Psycho was one of the first classic films I managed to get into as a teenager. Up until that point, I had never gone near a black and white film and had no interest in doing so. But the second I lay eyes on Norman Bates and his sinister hillside motel during an otherwise uneventful family movie night, I was hooked. Not only did I steadily begin watching more old movies, I concertedly sought out every Hitchcock film I could find and have since devoured every piece of Psycho-related content within reach, from the bizarre 1998 Gus Van Sant remake to a feature documentary dedicated in its entirety to just the infamous shower sequence.
Oddly, just about the only thing to escape the clutches of my obsession was the actor who played the film’s titular part, a young man named Anthony Perkins. If this seems like a slight on Mr Perkins’ acting ability, in a way it’s really the highest kind of compliment. My young brain found his performance so convincing that it simply didn’t occur to me that the man I saw on screen was anything other than the character he so chillingly portrayed. In fact, for many years I would conflate the two, calling both character and actor Norman Bates without ever noticing.

→ **Collected material**:
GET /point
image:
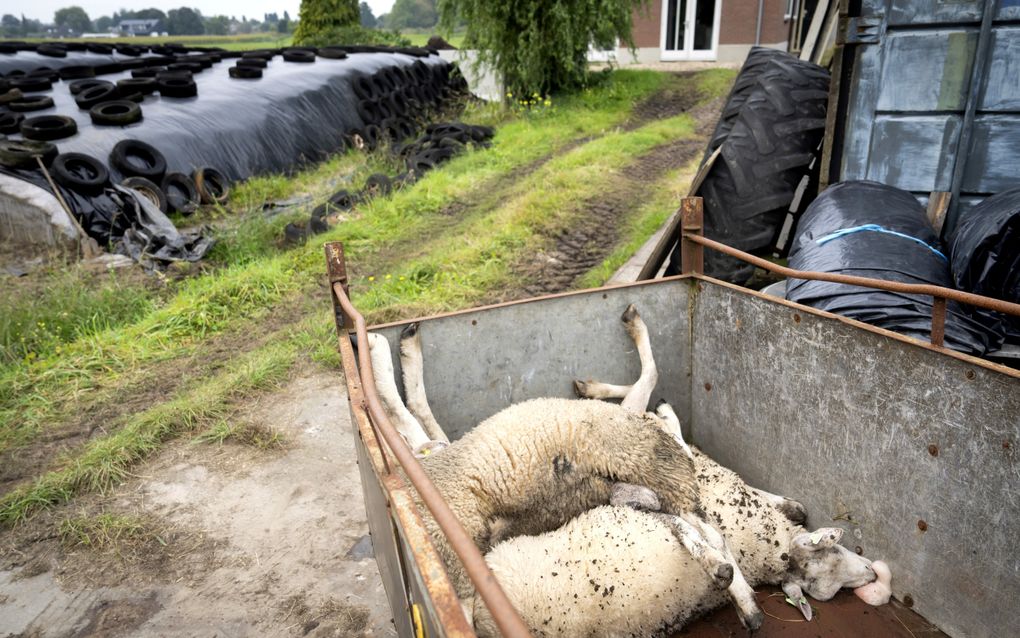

→ **Task statement**:
Continue the personal essay about Psycho and Anthony Perkins, beginning right after its last sentence.

→ **Response area**:
Sadly, for Anthony Perkins anyway, I wasn’t alone in this. He was so widely associated with the murdering psychopath he portrayed in his breakout role that it effectively ruined his fledgeling career. The situation became so untenable that he eventually fled America to live in Paris, apparently saying to his friends, ‘Face it, gang, I am Norman Bates’.

Image credit: Wikimedia Commons / Public domain
Eventually, for my own part at least, I came to recognise Anthony Perkins as an entity in his own right. Better late than never, I suppose. In doing so I came to know some of the other noteworthy parts he went on to play: Joseph K. in Orson Welles’s The Trial, Chaplain Tappman in Mike Nichols’ Catch-22, and McQueen in Sidney Lumet’s Murder on the Orient Express, among many others.
I also began taking note of his clothing for the first time. It soon became clear that the man I only ever pictured wrapped in a jailhouse blanket at the end of Psycho had a lot to offer under that creepy covering. In fact, studying photographs of Perkins was in effect a crash course in Ivy League style for me.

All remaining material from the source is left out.